Return exactly the lines that run from the one containing "Indicate the white stripe" to the end of the entries, with both ends included.

[Point labeling dataset excerpts]
▼
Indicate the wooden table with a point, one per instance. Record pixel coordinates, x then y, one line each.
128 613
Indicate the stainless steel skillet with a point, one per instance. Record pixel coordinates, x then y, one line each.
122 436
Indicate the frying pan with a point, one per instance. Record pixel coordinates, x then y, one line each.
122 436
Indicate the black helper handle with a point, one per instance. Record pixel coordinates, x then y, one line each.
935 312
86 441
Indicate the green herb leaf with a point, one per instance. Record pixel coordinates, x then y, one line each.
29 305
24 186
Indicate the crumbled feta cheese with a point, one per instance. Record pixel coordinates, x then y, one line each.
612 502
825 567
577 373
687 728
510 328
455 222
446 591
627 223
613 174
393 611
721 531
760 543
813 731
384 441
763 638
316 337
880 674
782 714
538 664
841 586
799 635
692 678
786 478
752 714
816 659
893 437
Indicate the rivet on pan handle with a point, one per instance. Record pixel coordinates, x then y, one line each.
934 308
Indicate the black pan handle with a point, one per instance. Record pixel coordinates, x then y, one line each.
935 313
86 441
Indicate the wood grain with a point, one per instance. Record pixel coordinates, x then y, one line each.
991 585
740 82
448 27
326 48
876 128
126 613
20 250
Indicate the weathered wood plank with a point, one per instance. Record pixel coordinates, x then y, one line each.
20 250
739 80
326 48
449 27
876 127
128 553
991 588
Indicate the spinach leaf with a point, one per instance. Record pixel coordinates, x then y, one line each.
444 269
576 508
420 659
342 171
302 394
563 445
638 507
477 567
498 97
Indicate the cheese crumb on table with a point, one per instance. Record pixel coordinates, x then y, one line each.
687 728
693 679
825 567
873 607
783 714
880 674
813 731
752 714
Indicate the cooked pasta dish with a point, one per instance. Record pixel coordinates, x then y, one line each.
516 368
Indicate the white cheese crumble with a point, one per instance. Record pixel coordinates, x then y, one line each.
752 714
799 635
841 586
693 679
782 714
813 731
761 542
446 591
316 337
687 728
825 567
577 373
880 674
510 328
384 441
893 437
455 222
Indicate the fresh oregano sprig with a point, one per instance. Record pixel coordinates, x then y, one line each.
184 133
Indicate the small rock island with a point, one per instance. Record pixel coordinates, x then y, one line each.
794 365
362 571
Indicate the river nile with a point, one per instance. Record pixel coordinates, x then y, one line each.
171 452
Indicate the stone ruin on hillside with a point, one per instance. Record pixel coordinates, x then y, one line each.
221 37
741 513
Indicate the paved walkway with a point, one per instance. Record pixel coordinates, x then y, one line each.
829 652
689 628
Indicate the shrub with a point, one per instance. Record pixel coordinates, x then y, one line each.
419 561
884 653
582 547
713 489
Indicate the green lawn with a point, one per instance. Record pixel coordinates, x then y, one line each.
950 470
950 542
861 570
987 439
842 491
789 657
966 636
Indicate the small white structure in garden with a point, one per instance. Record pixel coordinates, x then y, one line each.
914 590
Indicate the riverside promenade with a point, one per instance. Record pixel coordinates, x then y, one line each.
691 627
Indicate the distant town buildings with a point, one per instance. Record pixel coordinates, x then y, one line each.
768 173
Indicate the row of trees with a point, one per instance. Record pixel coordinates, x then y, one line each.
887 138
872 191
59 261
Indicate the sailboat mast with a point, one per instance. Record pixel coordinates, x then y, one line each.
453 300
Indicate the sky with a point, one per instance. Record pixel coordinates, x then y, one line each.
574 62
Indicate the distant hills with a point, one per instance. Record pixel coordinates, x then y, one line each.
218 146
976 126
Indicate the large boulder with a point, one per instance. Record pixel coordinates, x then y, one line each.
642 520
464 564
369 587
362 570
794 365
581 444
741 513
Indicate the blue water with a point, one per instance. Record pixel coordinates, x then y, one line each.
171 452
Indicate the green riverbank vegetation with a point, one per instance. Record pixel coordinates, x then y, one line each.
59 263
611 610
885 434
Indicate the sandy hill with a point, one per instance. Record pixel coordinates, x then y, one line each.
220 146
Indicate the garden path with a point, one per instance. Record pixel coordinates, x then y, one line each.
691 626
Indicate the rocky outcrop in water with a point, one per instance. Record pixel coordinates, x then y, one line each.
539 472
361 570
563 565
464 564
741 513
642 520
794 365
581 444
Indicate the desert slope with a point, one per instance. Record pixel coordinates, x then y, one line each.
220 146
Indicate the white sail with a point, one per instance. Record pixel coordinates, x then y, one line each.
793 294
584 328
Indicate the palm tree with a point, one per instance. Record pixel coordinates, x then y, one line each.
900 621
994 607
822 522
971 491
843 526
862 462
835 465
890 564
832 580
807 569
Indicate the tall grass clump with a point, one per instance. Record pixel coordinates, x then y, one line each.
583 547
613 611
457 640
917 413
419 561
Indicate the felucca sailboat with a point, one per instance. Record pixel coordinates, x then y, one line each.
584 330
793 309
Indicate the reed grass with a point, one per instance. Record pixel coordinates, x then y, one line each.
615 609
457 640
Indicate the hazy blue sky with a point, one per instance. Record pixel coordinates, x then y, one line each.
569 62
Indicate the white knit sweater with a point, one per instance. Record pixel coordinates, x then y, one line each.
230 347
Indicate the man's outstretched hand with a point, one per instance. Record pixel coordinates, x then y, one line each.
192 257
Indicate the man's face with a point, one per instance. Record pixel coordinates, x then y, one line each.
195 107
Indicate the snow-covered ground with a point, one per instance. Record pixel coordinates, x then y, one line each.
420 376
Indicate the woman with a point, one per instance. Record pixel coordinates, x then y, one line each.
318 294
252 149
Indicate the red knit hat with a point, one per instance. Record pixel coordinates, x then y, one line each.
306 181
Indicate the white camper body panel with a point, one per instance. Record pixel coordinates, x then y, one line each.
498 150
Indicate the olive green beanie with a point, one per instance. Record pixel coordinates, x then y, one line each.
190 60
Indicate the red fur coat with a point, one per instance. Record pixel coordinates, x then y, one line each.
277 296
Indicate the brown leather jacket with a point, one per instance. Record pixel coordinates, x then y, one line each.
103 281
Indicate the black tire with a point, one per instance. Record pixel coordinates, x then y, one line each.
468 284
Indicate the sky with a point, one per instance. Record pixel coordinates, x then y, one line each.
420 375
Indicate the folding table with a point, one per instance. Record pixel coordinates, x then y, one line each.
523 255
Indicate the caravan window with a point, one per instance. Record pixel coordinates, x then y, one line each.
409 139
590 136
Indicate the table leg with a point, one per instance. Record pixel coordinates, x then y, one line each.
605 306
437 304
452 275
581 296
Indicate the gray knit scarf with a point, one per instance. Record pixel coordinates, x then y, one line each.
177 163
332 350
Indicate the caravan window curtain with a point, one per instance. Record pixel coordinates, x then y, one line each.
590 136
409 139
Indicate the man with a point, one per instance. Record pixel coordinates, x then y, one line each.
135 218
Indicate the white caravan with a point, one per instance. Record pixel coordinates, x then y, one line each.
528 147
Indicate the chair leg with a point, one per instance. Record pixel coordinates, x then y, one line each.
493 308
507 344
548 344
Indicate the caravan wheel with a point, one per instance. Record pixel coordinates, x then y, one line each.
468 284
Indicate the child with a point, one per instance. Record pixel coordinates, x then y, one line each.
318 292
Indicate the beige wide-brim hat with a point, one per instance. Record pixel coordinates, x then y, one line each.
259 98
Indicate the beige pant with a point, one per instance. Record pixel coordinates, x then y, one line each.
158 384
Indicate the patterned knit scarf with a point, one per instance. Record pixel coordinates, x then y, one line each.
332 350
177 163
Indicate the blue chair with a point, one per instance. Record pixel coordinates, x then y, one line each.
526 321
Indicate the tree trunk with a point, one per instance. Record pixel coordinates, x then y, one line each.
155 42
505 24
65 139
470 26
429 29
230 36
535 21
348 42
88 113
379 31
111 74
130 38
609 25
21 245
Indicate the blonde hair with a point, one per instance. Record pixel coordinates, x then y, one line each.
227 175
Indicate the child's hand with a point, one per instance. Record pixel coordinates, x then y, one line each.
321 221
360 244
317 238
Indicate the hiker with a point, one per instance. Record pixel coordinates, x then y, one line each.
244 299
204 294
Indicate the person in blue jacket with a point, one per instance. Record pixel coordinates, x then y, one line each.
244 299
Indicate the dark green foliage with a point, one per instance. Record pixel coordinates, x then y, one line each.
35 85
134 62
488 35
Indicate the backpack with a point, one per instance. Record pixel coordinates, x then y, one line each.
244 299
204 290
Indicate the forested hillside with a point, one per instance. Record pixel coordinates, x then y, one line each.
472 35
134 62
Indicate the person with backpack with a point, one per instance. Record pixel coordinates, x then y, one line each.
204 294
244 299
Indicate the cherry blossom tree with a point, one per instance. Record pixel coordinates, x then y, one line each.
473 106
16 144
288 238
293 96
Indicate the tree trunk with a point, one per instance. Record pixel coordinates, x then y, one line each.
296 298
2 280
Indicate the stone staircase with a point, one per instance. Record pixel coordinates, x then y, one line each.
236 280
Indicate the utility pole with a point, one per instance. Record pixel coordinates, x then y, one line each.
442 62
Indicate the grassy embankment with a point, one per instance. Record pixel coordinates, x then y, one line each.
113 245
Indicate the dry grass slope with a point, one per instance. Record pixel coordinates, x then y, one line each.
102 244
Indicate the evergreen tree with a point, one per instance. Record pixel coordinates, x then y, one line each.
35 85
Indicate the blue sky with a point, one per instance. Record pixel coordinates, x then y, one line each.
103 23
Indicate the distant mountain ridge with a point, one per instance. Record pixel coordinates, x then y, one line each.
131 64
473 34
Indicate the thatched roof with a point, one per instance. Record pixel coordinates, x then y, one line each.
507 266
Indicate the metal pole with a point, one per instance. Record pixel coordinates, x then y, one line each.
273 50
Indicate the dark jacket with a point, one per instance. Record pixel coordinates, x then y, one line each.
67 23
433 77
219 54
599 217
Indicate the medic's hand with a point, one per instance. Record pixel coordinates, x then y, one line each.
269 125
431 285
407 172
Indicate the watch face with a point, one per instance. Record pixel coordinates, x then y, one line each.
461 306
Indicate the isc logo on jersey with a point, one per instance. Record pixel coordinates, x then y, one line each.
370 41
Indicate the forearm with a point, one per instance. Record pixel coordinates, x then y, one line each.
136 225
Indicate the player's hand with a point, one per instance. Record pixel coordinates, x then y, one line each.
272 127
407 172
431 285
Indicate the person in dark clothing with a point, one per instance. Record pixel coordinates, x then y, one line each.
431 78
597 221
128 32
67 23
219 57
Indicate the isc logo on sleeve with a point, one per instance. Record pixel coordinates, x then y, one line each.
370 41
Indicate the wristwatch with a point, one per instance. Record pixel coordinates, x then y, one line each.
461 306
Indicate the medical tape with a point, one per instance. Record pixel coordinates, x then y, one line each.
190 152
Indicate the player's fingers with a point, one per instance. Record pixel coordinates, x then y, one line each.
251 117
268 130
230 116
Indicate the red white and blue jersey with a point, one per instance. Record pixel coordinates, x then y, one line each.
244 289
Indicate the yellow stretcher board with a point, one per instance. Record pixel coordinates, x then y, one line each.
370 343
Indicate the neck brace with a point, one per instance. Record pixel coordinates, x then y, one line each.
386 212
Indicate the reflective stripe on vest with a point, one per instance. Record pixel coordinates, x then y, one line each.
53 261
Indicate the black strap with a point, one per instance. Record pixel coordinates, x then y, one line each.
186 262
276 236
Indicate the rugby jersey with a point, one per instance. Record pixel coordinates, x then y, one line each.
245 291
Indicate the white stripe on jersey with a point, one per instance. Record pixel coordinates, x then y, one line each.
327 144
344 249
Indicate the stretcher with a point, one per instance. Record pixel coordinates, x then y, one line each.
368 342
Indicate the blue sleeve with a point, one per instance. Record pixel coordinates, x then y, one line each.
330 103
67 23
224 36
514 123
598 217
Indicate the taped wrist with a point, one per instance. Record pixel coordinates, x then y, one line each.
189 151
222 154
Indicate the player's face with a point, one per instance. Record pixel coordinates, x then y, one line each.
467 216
▲
**Exercise result**
Indicate the white stripe on jersey with a point, one per instance. Record pixel coordinates, x then y, one line each.
327 144
344 249
Indicate the stretcher with a point, one per instance. Record pixel coordinates, x then y, one line each.
368 342
Indicate the blue sleeve with a point, one per instance. Record pixel coordinates, x then y, one line each.
330 103
67 23
224 36
514 123
598 217
Indicate the taped wrist with a point, one per instance. Record pixel coordinates, x then y, one line each.
189 151
222 154
Indicate the player's face with a point, one per instance. Record pixel coordinates, x then y, one line each.
467 216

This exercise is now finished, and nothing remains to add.